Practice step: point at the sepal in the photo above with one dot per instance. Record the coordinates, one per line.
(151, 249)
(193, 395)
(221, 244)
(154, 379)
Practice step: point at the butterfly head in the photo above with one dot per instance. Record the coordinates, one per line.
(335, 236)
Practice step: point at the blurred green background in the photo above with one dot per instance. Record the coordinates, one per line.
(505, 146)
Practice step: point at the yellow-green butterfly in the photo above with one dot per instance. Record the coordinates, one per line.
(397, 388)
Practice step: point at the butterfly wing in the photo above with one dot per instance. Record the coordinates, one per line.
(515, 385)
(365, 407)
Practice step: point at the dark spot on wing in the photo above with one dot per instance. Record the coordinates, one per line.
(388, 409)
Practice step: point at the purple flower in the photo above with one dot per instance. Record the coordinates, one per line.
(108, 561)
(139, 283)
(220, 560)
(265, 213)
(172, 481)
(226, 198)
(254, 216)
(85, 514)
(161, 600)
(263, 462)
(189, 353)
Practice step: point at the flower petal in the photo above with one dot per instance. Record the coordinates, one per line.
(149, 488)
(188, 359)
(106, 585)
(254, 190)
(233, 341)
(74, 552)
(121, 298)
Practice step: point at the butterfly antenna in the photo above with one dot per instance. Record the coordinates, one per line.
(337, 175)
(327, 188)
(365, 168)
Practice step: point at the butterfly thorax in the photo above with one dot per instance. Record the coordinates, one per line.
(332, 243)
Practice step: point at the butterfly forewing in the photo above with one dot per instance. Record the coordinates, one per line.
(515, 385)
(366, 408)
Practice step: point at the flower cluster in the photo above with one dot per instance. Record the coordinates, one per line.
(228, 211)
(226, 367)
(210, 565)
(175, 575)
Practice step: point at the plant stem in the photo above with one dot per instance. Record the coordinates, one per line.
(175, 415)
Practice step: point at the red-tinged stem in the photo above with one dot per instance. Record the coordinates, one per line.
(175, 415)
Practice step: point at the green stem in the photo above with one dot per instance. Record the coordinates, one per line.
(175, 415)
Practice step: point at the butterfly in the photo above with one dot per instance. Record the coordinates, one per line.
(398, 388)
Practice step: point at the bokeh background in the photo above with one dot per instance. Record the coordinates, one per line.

→ Task brief: The output must consist solely of the lines from the one containing "Practice step: point at the plant" through the end of the listing, unaltered.

→ Written answer:
Practice step: point at the plant stem in the photo above with one dot per instance. Record the coordinates, one per line.
(175, 415)
Practice step: point at the red-tinged stem in the photo above with one dot per instance. Record the coordinates, one per line.
(175, 415)
Practice step: point at the green stem in the photo above with one dot per instance. Record the coordinates, one per line.
(175, 415)
Practice step: point at the butterfly in the photo above with one dot per instance. Record the coordinates, one per line.
(398, 388)
Practice step: point at the bokeh background in the photo above with one dot per instance. Record the coordinates, one per line.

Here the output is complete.